Futures Implied-Liquidity Fragility & Outright-Depth Overstatement Slippage Playbook

Date: 2026-04-12
Category: research (execution / slippage modeling)

Why this playbook exists

A lot of futures execution models quietly treat displayed order-book depth as if it were one thing.

It is not.

In implied-enabled futures markets, visible liquidity can come from at least two very different sources:

direct / outright resting interest actually posted in the instrument you are trading,
implied interest synthesized by the matching engine from orders resting in related outrights or spreads.

Those two kinds of depth can look similar on-screen and in normalized market-data snapshots.

But they do not behave the same way under stress.

Implied depth is conditional on the continued existence, compatibility, and priority of source orders in related books. It can vanish when:

a leg market moves,
a related spread gets hit,
rounding or ratio constraints change the implied price,
the market leaves a matching state,
the exchange suspends implied calculation,
a better direct source outranks it,
another implied source wins the priority tie-break.

That creates a specific family of slippage bugs:

passive fill probability is overstated because the displayed queue is less durable than it looks,
sweep-cost models understate impact because some top-level size is conditionally synthetic,
markout labels blame or praise the strategy for moves caused by cross-book source collapse rather than local instrument pressure,
backtests learn from static displayed depth while production trades against graph-dependent liquidity.

### [Aim]
Reproduce the implied-liquidity slippage playbook word for word, from its title through its final line. Rely only on the playbook on implied liquidity for this work.

### [Given entries]
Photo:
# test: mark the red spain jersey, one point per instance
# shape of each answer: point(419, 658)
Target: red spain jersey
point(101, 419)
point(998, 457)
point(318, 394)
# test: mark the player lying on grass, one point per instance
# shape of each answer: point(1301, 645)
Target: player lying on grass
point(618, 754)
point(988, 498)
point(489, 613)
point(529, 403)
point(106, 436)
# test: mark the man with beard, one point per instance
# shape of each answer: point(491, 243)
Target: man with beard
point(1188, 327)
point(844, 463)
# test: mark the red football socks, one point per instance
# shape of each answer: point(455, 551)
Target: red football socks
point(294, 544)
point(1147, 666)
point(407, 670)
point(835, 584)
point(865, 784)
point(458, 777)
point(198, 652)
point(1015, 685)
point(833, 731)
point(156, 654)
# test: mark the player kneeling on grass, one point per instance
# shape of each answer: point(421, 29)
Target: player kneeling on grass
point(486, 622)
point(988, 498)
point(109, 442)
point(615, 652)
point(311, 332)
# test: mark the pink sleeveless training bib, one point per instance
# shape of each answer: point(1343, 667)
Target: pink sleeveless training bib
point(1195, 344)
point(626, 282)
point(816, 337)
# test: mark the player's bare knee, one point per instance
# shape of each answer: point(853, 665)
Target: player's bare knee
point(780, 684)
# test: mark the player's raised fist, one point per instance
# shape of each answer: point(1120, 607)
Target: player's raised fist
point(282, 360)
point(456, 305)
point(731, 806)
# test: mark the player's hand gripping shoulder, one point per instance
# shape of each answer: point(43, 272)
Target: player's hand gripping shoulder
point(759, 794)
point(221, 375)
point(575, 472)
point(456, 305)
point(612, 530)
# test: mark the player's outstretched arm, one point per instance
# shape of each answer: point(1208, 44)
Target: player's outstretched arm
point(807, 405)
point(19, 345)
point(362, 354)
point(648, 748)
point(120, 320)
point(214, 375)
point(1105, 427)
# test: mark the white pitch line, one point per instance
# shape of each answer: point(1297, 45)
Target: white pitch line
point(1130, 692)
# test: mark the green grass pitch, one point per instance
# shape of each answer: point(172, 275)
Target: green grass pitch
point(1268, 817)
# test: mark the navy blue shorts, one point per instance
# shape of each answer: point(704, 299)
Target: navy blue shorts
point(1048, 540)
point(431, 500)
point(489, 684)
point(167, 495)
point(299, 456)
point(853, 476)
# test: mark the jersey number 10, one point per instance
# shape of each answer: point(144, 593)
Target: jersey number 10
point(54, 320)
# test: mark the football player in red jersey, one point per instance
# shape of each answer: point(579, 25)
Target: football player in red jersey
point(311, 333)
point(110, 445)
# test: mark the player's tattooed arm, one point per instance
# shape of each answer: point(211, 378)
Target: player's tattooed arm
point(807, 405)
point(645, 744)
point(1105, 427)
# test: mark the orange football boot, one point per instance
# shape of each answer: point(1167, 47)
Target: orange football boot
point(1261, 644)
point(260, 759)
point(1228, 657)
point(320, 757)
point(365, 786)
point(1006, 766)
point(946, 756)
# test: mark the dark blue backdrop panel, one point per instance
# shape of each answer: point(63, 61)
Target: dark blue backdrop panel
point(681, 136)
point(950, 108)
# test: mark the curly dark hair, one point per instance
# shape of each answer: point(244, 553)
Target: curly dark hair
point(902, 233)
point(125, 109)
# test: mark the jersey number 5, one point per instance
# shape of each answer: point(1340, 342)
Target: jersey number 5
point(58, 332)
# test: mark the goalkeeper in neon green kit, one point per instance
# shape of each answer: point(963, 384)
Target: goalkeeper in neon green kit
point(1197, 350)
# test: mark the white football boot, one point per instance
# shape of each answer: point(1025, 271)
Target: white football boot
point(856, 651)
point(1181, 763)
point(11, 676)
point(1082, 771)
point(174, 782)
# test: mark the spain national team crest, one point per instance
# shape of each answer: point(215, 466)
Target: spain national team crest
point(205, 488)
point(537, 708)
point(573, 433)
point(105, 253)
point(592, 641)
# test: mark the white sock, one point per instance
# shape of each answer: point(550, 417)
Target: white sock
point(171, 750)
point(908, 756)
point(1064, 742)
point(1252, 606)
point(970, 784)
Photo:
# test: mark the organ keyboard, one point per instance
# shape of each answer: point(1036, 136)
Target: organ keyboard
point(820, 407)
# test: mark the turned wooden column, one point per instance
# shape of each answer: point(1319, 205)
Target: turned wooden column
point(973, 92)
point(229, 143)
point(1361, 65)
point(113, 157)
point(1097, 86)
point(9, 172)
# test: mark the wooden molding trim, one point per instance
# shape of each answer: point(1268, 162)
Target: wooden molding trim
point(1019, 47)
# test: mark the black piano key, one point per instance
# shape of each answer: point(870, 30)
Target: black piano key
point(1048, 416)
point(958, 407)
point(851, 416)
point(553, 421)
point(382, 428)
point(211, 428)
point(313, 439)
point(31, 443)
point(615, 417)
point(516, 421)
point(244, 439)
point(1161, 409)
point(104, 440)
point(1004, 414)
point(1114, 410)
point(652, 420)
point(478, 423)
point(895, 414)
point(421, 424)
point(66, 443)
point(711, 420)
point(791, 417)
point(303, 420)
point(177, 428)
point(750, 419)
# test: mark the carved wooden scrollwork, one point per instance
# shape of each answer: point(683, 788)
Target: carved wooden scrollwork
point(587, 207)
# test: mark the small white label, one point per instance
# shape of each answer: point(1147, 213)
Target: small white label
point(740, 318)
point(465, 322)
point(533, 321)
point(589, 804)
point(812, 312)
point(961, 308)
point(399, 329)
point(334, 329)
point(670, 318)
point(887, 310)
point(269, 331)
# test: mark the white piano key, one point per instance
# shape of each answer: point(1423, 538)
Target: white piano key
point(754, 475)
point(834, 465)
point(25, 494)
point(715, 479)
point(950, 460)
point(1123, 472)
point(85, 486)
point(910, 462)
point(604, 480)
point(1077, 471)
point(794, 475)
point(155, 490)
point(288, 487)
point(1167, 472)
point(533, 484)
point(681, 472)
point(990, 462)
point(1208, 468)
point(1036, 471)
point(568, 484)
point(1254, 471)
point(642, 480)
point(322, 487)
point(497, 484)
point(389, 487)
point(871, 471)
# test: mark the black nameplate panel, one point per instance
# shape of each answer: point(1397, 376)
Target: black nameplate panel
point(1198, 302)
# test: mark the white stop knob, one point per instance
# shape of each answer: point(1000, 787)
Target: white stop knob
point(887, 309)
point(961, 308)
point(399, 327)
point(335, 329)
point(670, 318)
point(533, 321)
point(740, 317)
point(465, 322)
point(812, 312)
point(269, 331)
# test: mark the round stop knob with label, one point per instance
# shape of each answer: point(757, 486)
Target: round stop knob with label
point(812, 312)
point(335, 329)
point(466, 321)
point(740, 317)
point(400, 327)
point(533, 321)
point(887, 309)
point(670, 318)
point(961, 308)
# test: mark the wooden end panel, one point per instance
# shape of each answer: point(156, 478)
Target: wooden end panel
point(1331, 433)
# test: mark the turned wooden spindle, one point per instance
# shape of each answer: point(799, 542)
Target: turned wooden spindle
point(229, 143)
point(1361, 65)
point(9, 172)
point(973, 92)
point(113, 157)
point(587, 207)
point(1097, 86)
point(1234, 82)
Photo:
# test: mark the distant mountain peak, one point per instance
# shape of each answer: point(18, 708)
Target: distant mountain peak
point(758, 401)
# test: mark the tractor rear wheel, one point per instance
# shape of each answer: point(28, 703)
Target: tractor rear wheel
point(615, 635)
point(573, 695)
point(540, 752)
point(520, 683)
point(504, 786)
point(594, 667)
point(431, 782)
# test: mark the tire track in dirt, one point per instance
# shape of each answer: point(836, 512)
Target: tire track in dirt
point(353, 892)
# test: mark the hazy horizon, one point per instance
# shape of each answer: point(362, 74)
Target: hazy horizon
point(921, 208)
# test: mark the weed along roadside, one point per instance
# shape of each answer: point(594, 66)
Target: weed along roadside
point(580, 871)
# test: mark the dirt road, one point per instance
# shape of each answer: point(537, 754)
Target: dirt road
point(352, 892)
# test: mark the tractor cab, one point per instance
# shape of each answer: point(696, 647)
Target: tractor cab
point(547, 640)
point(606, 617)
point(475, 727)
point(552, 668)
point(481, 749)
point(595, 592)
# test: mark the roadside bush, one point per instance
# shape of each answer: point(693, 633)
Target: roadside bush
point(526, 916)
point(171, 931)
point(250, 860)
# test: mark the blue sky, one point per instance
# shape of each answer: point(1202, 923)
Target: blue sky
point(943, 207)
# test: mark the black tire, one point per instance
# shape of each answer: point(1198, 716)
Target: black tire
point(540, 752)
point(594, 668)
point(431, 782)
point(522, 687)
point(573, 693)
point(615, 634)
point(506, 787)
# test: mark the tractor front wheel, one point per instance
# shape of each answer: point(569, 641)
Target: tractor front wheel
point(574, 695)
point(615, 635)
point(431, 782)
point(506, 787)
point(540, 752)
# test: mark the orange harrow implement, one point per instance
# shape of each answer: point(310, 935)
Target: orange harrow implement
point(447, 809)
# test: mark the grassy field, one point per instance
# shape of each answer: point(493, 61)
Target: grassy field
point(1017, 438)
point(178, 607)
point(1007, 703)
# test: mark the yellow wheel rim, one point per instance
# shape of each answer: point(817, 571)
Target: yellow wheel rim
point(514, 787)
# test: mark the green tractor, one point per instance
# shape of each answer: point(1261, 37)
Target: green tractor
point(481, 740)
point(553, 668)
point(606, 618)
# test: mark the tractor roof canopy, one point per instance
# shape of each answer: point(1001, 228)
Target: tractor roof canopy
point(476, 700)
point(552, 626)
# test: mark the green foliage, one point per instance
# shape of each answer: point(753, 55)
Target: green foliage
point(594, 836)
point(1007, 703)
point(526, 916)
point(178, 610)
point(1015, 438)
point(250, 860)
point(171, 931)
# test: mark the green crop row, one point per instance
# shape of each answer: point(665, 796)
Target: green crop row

### [Right answer]
Futures Implied-Liquidity Fragility & Outright-Depth Overstatement Slippage Playbook

Date: 2026-04-12
Category: research (execution / slippage modeling)

Why this playbook exists

A lot of futures execution models quietly treat displayed order-book depth as if it were one thing.

It is not.

In implied-enabled futures markets, visible liquidity can come from at least two very different sources:

direct / outright resting interest actually posted in the instrument you are trading,
implied interest synthesized by the matching engine from orders resting in related outrights or spreads.

Those two kinds of depth can look similar on-screen and in normalized market-data snapshots.

But they do not behave the same way under stress.

Implied depth is conditional on the continued existence, compatibility, and priority of source orders in related books. It can vanish when:

a leg market moves,
a related spread gets hit,
rounding or ratio constraints change the implied price,
the market leaves a matching state,
the exchange suspends implied calculation,
a better direct source outranks it,
another implied source wins the priority tie-break.

That creates a specific family of slippage bugs:

passive fill probability is overstated because the displayed queue is less durable than it looks,
sweep-cost models understate impact because some top-level size is conditionally synthetic,
markout labels blame or praise the strategy for moves caused by cross-book source collapse rather than local instrument pressure,
backtests learn from static displayed depth while production trades against graph-dependent liquidity.